(Task prompt):
Copy out the entries below, swapping every "bounding box" for "rectangle" and keeping everything else the same. Leave the pictures out.

(Records provided):
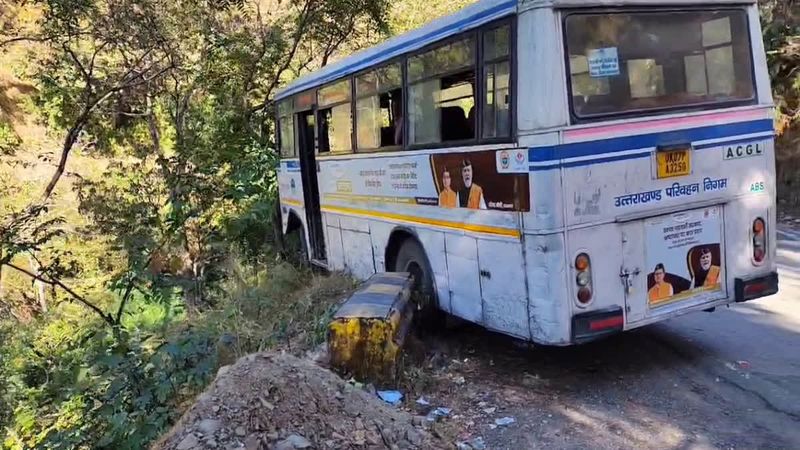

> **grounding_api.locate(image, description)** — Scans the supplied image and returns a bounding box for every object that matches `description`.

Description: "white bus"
[276,0,778,345]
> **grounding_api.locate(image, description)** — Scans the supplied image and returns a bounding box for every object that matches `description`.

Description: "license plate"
[656,148,692,178]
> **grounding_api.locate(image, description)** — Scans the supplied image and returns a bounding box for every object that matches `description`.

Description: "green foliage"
[0,310,217,449]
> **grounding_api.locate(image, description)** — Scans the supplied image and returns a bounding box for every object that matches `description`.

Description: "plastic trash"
[736,361,750,370]
[494,417,517,427]
[378,391,403,405]
[425,406,452,422]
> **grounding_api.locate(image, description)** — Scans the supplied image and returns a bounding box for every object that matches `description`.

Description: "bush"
[0,261,354,449]
[0,319,216,449]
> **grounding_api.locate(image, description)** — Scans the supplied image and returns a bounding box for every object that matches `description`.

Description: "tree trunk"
[28,255,47,313]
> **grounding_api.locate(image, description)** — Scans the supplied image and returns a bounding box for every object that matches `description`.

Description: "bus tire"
[394,239,444,328]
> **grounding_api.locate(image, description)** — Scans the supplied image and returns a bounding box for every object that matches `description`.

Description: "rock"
[406,428,422,446]
[244,434,261,450]
[175,433,200,450]
[274,434,313,450]
[467,436,486,450]
[197,419,222,434]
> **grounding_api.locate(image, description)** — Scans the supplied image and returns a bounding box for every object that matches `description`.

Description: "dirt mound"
[153,353,445,450]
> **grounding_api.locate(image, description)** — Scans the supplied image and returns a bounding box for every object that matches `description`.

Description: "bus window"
[278,99,295,158]
[481,25,511,138]
[408,37,475,144]
[565,9,755,118]
[317,78,353,153]
[356,63,403,150]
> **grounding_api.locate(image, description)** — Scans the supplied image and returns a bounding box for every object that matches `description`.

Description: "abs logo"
[500,150,511,169]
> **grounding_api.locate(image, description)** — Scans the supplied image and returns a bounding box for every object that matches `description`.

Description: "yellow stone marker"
[328,272,414,381]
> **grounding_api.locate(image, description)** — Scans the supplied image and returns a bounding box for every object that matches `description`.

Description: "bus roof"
[275,0,517,100]
[275,0,756,100]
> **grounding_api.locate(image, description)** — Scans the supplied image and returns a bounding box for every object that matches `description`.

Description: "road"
[414,226,800,449]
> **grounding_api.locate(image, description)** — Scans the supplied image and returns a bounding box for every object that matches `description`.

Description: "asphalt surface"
[418,224,800,449]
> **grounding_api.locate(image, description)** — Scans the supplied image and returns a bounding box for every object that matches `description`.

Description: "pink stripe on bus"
[564,109,767,140]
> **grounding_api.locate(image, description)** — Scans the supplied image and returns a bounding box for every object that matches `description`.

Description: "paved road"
[418,223,800,449]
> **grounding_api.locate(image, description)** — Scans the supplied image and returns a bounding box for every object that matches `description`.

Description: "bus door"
[297,111,326,261]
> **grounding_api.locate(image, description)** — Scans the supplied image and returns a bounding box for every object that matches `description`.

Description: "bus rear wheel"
[394,239,444,328]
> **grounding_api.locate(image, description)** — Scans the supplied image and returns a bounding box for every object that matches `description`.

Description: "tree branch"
[5,262,117,327]
[0,36,53,48]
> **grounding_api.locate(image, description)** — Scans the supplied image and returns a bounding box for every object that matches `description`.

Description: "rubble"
[153,353,448,450]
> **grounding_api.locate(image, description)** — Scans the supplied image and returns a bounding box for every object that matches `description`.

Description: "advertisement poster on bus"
[320,150,530,211]
[645,207,725,308]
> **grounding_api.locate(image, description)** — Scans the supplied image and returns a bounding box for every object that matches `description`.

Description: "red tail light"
[753,217,767,264]
[575,253,592,306]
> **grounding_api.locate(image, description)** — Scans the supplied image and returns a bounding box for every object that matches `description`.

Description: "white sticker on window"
[586,47,619,77]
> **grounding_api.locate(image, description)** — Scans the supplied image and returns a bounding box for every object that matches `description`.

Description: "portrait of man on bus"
[689,247,720,289]
[439,168,457,208]
[458,159,486,209]
[647,263,675,302]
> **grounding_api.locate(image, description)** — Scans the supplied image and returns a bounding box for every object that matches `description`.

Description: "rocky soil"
[153,353,447,450]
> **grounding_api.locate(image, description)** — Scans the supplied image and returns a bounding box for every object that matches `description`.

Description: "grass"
[199,263,356,364]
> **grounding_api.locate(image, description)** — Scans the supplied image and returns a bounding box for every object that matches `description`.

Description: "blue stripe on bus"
[528,119,773,164]
[275,0,517,100]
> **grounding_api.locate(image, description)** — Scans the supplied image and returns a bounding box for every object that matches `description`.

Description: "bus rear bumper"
[571,272,778,344]
[733,272,778,303]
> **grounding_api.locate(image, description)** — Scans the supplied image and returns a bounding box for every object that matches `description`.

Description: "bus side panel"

(Finished task):
> **grounding_api.locate(image, description)** — Scans the supplied image and returns a rectangle for every object that matches `description`.

Description: "white bus"
[276,0,778,345]
> **grounding_api.locate(image, description)** — Scans the supplied image and returns a rectangle for every object that matches `description`.

Description: "license plate"
[656,148,692,178]
> **grounding_api.locate(image, description)** — Scans the supplied image and returns a rectangle for every object that matches `description`.

Description: "green foliage"
[0,310,217,449]
> **grounding_api.locate(image, description)** — Scans the supplied image and returns a rectangle for every object that matches `description`.

Description: "plastic trash"
[736,361,750,370]
[494,417,517,427]
[378,391,403,405]
[425,406,452,422]
> **grounding_api.locate(image, description)** — Scans the supplied image and returns a rectangle for every object that matches `description`.

Description: "bush"
[0,261,354,449]
[0,319,216,449]
> **grounding_api.locate(image, description)** — Scans the supplied image and returns a rectangle for every object that matches `description`.

Description: "tree trunk"
[28,255,47,313]
> **grounding_api.locate(image, description)** — Scans the supplied image and returns a rectangle for every object that matches `description`.

Description: "bus tire"
[394,239,444,328]
> **grounding_api.locate(image, description)** — Scans the supplied image and returns a rectangle for every object that matches `description`.

Description: "rock"
[406,428,422,446]
[244,434,261,450]
[175,433,200,450]
[274,434,313,450]
[467,436,486,450]
[197,419,222,434]
> **grounding_api.locate(image, description)** — Scans the supplied image and returns a rectangle for every object that matches `description`.

Description: "dirt mound"
[153,353,445,450]
> **grounding_api.locate(image, description)** — Scans the supplied image and returns a rectangle for every object that matches `description`.

Description: "bus window"
[278,99,295,158]
[481,25,511,138]
[408,37,475,144]
[565,9,755,118]
[317,78,353,153]
[356,63,403,150]
> **grounding_api.locate(image, description)** — Scans the supplied image and returns a rectangle for every object that matches `description`.

Description: "abs logo"
[500,150,511,169]
> **grounding_api.locate(image, description)** — Scans the supplied image and returns a rectangle for every object that matches `description`.

Description: "yellow stone marker"
[328,272,414,381]
> **grounding_api.locate(image, description)** — Scans the supplied image and returns a rectangle for every object that matches `description`.

Description: "bus roof"
[275,0,517,100]
[275,0,756,100]
> **grounding_api.locate(image, description)** — Scans the supplied image and returns a rectangle for every object that matches `description`.

Description: "road"
[414,226,800,449]
> **grounding_api.locate(image, description)** — Scans the supplied image and returns a rectangle for every object that matches `description`.

Description: "asphalt surface"
[418,224,800,449]
> **grounding_api.locate(image, description)** — Scans the supplied image and returns a rectangle for every object that matches `description`.

Description: "pink stripe on bus"
[564,109,767,140]
> **grounding_api.locate(image, description)** — Scans the supplied image and returns a rectangle for every object that matches `description`.

Description: "paved road"
[418,223,800,449]
> **grounding_api.locate(image, description)** — Scans the supplied image and returns a rectangle for every object that matches `description`.

Description: "bus door"
[297,111,326,261]
> **grounding_api.locate(image, description)** — Scans the supplied image and returns a rectangle for every object that matches `description`.

Description: "bus rear wheel"
[394,239,444,328]
> **grounding_api.locate(image, description)** — Scans the supplied image and returns a rectangle for every object that matches `description`.

Description: "tree branch"
[5,262,117,327]
[0,36,53,48]
> **grounding_api.locate(image, description)** — Scans the supplied image and returns a rectangle for every object that matches `description`.

Description: "rubble"
[153,353,448,450]
> **grounding_api.locate(image, description)** — Scans the supplied image and returns a rectangle for every object that matches `description`.

Description: "advertisement poster on bus"
[320,150,530,211]
[645,207,725,308]
> **grounding_api.locate(image, description)** — Scans the supplied image and returns a rectangle for every object that matches `description`.

Description: "red tail light"
[753,217,767,264]
[575,253,592,306]
> **grounding_api.locate(image, description)** — Scans the supplied image and returns a rectangle for every object that matches `description`.

Description: "white sticker on window"
[586,47,619,77]
> **grounding_api.locate(image, description)** — Scans the supplied image and returns a rectangle for every object that matches `description`.

Description: "portrait of man on bus"
[689,247,720,289]
[439,168,457,208]
[458,159,486,209]
[647,263,675,302]
> **grounding_api.locate(image, description)** — Scans the supplied image and returns a rectangle for every object that matches `description`.

Description: "rocky soil"
[153,353,447,450]
> **grounding_api.locate(image, description)** — Scans the supplied image and returns a rectangle for every object that matches `description`.

Description: "grass"
[199,263,356,364]
> **grounding_api.locate(image, description)** — Scans the supplied image and returns a rectangle for every object that matches `description`.

Description: "blue stripe on bus"
[528,119,773,164]
[275,0,517,100]
> **grounding_api.locate(image, description)** — Scans the supplied image and returns a rectangle for every object that matches `description`.

Description: "bus rear bumper"
[571,272,778,344]
[733,272,778,303]
> **grounding_api.locate(image, description)** — Scans the supplied image and returns a rectangle for every object that matches `description`.

Description: "bus side panel"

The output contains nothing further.